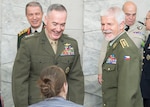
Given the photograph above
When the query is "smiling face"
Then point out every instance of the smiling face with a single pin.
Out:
(110, 27)
(34, 15)
(55, 24)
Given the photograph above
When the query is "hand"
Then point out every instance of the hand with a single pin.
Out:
(100, 80)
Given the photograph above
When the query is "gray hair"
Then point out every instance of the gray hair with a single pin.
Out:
(114, 11)
(57, 7)
(34, 4)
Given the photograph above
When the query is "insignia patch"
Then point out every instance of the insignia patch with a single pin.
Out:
(115, 44)
(124, 43)
(68, 50)
(148, 46)
(29, 35)
(127, 58)
(111, 59)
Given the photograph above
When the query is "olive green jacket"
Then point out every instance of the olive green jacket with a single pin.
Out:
(121, 73)
(36, 53)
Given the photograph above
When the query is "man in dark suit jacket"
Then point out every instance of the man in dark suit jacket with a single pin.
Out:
(37, 52)
(34, 14)
(121, 68)
(145, 80)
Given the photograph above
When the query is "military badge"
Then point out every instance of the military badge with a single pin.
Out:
(148, 46)
(68, 50)
(148, 57)
(115, 44)
(139, 27)
(67, 70)
(126, 58)
(111, 59)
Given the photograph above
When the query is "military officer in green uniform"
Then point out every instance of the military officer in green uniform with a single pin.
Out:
(36, 52)
(34, 14)
(135, 29)
(121, 68)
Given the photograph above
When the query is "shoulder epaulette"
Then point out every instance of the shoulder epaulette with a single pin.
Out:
(24, 31)
(124, 43)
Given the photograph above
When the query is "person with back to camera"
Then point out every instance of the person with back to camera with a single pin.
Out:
(54, 87)
(34, 14)
(49, 47)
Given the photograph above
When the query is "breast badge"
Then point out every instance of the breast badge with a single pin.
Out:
(148, 57)
(68, 50)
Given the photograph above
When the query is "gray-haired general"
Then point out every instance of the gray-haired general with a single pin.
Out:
(135, 29)
(121, 68)
(34, 15)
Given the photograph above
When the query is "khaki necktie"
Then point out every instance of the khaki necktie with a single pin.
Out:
(54, 46)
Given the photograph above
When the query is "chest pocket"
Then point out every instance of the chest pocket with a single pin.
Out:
(110, 74)
(66, 62)
(38, 62)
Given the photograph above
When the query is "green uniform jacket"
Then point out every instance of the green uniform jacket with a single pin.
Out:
(136, 32)
(36, 53)
(121, 74)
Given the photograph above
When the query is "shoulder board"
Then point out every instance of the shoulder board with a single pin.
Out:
(24, 31)
(124, 43)
(32, 34)
(68, 37)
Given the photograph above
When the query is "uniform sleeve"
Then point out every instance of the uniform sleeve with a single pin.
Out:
(129, 73)
(76, 80)
(102, 55)
(20, 77)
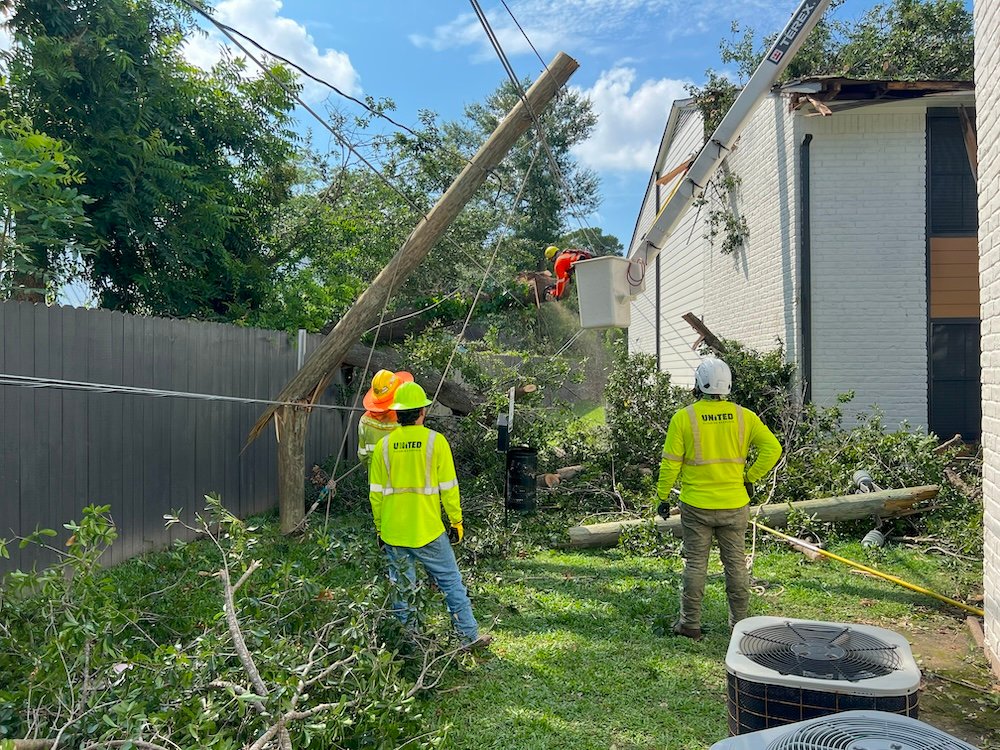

Stated task:
How many lines in the rows above contain the string "chest"? Case counts, and your answer should be the number alone.

Right answer:
2